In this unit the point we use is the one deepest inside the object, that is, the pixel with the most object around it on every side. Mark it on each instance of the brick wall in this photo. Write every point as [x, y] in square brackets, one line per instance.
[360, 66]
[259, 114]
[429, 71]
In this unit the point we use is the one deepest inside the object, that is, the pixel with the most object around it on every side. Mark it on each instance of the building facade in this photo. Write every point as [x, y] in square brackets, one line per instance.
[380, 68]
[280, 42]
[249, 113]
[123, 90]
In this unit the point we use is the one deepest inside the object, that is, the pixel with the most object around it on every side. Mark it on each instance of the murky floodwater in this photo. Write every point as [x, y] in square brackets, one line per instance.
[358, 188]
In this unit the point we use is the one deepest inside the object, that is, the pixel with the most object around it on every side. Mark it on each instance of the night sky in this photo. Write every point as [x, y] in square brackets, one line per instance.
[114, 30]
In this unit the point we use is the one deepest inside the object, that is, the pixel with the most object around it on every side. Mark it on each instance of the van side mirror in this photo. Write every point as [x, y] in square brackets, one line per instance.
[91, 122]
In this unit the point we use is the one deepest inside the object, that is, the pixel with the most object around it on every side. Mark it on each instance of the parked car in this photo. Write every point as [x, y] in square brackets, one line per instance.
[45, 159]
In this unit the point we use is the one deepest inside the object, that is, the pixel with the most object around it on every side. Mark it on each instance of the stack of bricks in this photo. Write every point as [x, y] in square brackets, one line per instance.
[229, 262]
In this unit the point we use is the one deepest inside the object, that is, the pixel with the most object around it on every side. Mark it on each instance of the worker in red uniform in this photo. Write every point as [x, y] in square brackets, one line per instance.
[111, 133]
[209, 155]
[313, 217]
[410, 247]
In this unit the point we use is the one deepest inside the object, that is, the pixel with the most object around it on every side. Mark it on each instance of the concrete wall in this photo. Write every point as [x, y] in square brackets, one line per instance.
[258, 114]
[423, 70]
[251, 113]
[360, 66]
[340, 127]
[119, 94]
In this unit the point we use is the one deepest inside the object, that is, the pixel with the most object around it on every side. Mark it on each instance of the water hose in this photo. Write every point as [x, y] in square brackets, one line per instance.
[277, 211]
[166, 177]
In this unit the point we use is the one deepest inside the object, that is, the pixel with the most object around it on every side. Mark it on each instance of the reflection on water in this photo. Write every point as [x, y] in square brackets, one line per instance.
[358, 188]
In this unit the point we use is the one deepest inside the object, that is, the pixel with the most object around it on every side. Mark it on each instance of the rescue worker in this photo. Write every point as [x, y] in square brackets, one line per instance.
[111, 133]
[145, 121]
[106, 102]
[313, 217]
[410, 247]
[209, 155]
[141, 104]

Task statement => Output the records above in their entirety, exactly.

Response to this task =>
In this unit the point we use is the one deepest inside the object, that is, the pixel with the most object around it on every side. Mark it on each instance of the brick wall in this photo. Write every point as [x, y] in square brackets, one line per instance.
[360, 66]
[259, 114]
[429, 71]
In this unit the point we use is the one deepest inside the object, that is, the pixel with the most object around it on every side. Mark it on each instance of the building facade in this photo. Write every point as [x, y] in square brackets, one line per instance.
[380, 68]
[280, 42]
[249, 113]
[123, 90]
In this unit the point we use is the one deepest inside the object, that is, the pixel with the most object around it on every side. Mark it on each instance of the murky floodwater in this photo. Write every point as [x, y] in square brackets, one line per instance.
[358, 188]
In this unit the point we use is the one deepest inside the object, that is, the pixel with the most object around it on every side. Mark it on each instance of the night sky in this photo. Write every point as [x, y] in square brackets, one line per instance.
[114, 30]
In this unit the point we use is the one deepest inside the object, that is, the pixel with the most object around it on every side. Mark it on each instance of the van side mirror in this photo. Write every point as [x, y] in square brackets, one line per instance.
[91, 122]
In this unit the point we use is the one deepest inside the object, that is, the pixel with the most object around it on every side. Mark it on each instance of the parked car in this photo. Write every point as [x, y] in square brackets, one line per instance.
[45, 159]
In this unit the point we use is the one deepest inside the object, that is, the pixel with the most object around it on every side. Mark it on each instance of the stack of bricks in this photo. Write every point as [x, y] in square brackets, one line per instance.
[229, 262]
In this unit the point we use is the one deepest inside the object, that is, the pixel with the most object around it on every side. Mark it on each instance of the worker in red uniform in this photo. Write every point as [x, y] in square brackets, one line per instance.
[111, 133]
[209, 155]
[313, 217]
[410, 247]
In this unit the point we use is the one deepest inside the object, that is, the pixel with the most object around it on every side. Mark it on each instance of the concrete wall in this photo. Write every point as [x, y] in square brackets, one line per instance.
[258, 114]
[423, 70]
[251, 113]
[360, 66]
[340, 127]
[119, 94]
In this unit the point we use is the one deepest inside the object, that is, the pixel with the most object around it on every side. Mark it on each instance of the water hose in this photo. Write every point as [x, y] in square brackets, one line per instance.
[277, 211]
[166, 177]
In this unit the point we use is the one deepest inside the object, that is, the pixel with the most object around it on every side. Mark it on each instance of the reflection on water in this photo. Write every point as [x, y] in square brackets, one line per instance.
[358, 188]
In this unit the point we use is the one deepest inside the object, that is, the pixel with the most object around it on every side. Mark it on each instance of the rescue worker in this photo. Write every point as [x, y] in square brackets, one line per instance.
[111, 133]
[145, 121]
[106, 102]
[313, 217]
[410, 247]
[209, 155]
[141, 104]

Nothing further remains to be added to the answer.